# 引用文
======
裕福な家庭のお嬢さまたちの目が
京都大学に向き始めた1960年代

 1956年文学部121人うち女子15人、医学部薬学科40人うち女子10人だった。同志社女子高校から3人合格しており、医学部薬学科2人、文学部1人となっている。

 1960年前後から同志社女子、神戸女学院、ノートルダム女学院(京都)、ノートルダム清心(広島)などミッションスクールから合格者を出すようになった。キリスト教系の学校は学費が高く、経済的に余裕がなければ子供を通わせることはできない。

 俗っぽく言えば、「お嬢さま」学校であり、国立大学に合格できる学力がありながら、親の意向に従って女子大に進むケースが多く見られた。こうしたなか、きわめて少ないが、関西では女子校から京都大、大阪大、神戸大に進む女子が現れる。
======
(データ項目)

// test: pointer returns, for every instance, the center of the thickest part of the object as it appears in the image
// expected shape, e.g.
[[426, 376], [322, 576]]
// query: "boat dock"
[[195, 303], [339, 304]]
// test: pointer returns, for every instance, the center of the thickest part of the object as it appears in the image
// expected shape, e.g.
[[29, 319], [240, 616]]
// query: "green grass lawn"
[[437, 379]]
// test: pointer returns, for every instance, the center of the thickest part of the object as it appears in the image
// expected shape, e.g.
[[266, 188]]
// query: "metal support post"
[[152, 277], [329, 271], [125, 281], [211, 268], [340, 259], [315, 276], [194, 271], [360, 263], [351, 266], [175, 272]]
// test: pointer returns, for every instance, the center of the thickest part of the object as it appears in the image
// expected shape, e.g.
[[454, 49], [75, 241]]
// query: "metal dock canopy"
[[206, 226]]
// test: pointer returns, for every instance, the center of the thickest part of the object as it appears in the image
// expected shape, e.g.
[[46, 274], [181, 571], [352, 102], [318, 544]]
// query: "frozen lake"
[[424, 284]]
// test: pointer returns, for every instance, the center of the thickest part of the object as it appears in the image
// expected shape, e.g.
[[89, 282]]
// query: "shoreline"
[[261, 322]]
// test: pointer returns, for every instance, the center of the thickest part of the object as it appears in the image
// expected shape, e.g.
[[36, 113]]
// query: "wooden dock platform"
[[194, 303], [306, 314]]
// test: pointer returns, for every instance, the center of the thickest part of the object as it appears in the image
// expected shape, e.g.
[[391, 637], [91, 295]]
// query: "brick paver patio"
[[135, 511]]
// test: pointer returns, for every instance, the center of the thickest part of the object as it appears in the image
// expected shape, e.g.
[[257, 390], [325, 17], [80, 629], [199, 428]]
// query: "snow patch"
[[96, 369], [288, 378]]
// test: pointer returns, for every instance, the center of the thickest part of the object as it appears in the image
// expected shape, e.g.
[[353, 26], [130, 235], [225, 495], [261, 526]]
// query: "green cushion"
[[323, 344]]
======
# 作業指示 1
京都大学の女子学生についての引用文の内容と、次の(a)〜(c)が合っているかを判断せよ。それぞれ「はい」か「いいえ」で答え、決め手となる引用文の語句をそのまま示すこと。
(a) 1956年の文学部は121人で、そのうち女子は15人だった。
(b) 同志社女子高校から合格した3人は、全員が医学部薬学科に進んだ。
(c) キリスト教系の学校は学費が安かった。
# 作業指示 2
京都大学の女子学生についての引用文の続きを、最後の文のあとから書き継いでください。

# 回答欄 1
(a) はい。「1956年文学部121人うち女子15人」
(b) いいえ。「医学部薬学科2人、文学部1人となっている」
(c) いいえ。「キリスト教系の学校は学費が高く」

# 回答欄 2
 1970年代以降、高崎女子、前橋女子(以上、群馬)、宇都宮女子(栃木)、浦和第一女子、熊谷女子、川越女子(以上、埼玉)など北関東の公立女子校から合格者が出てきた。

 これらの女子校は毎年、コンスタントに東京大合格者を出している。埼玉は通学圏内、群馬、栃木も片道2時間~2時間半であり、保護者にすれば同じ関東圏でたいして遠距離感はなく、学生寮や1人暮らしにそれほど心配はなかったようだ。

 しかし、京都大となれば話は違う。関東の女子が箱根の山を越えるにはハードルが高かった。